SOURCE:
I have Excel 97-2003 files and I need to read them to process them through some ETL loop but I can’t find the way to read them.
I tried Excel reader but it is not working because it gives me this error:
“format file … is not supported. Please select a valid XLSX, XLSM, XLSB or XLS file”
With File reader I receive this error:
“Execute failed: Illegal char <:> at index 4: file:…”
Is there any other possibility to read it?
Thanks for the example. I opened it first using Excel and it appears to be in an unusual Excel format called “XML Spreadsheet 2003 (*.xml)” instead of a usual XLS format. This is how it looks like when I open it with NotePad++:
I guess this is why KNIME doesn’t know how to handle it and hence it is displaying error message:
At a first glance, there are a few solutions:
Convert beforehand the files from “XML Spreadsheet 2003 (*.xml)” to XLSX format using a recent version of XLS so that KNIME can read them. This manual work is fine if you only have a few files to convert
Download from the internet and run a C# / Python / Java utility to bulk convert all your files from “XML Spreadsheet 2003 (*.xml)” to XLSX format.

ENTRIES:

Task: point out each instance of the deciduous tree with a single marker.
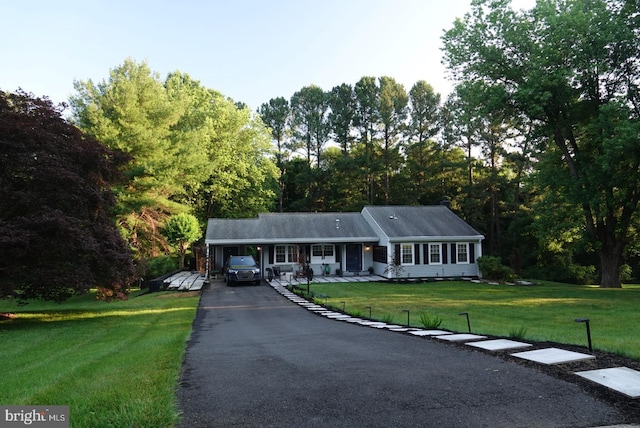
(57, 230)
(182, 230)
(571, 67)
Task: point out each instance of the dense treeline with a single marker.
(537, 147)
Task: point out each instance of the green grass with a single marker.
(544, 312)
(115, 364)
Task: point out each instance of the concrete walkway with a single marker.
(261, 358)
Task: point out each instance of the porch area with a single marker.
(285, 279)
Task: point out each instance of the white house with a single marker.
(407, 241)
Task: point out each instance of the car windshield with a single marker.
(239, 262)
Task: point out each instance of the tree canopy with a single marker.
(190, 148)
(57, 236)
(570, 67)
(182, 230)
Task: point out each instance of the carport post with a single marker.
(468, 323)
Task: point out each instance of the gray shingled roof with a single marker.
(292, 227)
(397, 222)
(419, 221)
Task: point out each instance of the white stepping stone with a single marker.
(621, 379)
(430, 332)
(499, 344)
(553, 356)
(462, 337)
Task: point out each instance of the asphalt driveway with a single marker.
(255, 359)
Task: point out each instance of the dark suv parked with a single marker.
(241, 269)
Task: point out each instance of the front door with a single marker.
(354, 257)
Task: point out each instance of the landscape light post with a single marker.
(586, 321)
(468, 323)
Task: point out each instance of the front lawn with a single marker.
(542, 312)
(115, 364)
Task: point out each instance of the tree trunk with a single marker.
(610, 259)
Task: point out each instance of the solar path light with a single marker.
(586, 321)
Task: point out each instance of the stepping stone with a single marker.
(374, 324)
(621, 379)
(430, 332)
(553, 356)
(460, 337)
(499, 344)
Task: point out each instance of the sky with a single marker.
(248, 50)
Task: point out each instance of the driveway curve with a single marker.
(255, 359)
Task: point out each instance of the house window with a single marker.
(434, 254)
(380, 254)
(322, 253)
(463, 253)
(286, 253)
(406, 250)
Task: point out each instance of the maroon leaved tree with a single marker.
(57, 233)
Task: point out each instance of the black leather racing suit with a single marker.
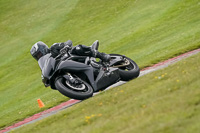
(81, 50)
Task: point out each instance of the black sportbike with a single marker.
(78, 77)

TASK OBJECTIVE:
Write the next part of the forum thread about reading old Excel files in KNIME, picking up right after its last sentence.

ANSWER FOR THIS EXERCISE:
If the format of your files is always the same as in the example:
then you could read the files on KNIME as XML files and then build a workflow to analyze the XML content and extract the information. This should not be difficult if your files -always- have the same format as shown before.
Please reach out if the 3rd solution is ok with you and you would need extra help to implement it.
Let’s say that every month the files are in the same format but the structure changes because I have files for many different plants that have different structures.
But basically, the file for the PLANT A has the same structure and the same format every month, PLANT B has the same structure and the same format every month, and so on.
So maybe the possibility of Python would be the best right?
Can you help me also with this solution, please?
@pnotova from what I see this file is a quite old special Excel Format from the times of Office XP. It can be opened using LibreOffice without a problem or error messages, and sometimes with error messages with a current version of Excel. I have tried several packages in R and Python but was not able to read the file properly. Question indeed would be if it can be loaded in a different way.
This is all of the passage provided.